»»

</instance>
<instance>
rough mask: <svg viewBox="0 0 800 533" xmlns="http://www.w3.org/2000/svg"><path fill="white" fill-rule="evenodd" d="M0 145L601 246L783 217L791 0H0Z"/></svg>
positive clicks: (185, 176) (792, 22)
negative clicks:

««

### [ABOUT THIS TASK]
Print the lines above again, word for word, changing nothing.

### [WRITTEN ANSWER]
</instance>
<instance>
rough mask: <svg viewBox="0 0 800 533" xmlns="http://www.w3.org/2000/svg"><path fill="white" fill-rule="evenodd" d="M0 145L601 246L783 217L791 0H0Z"/></svg>
positive clicks: (185, 176) (792, 22)
negative clicks:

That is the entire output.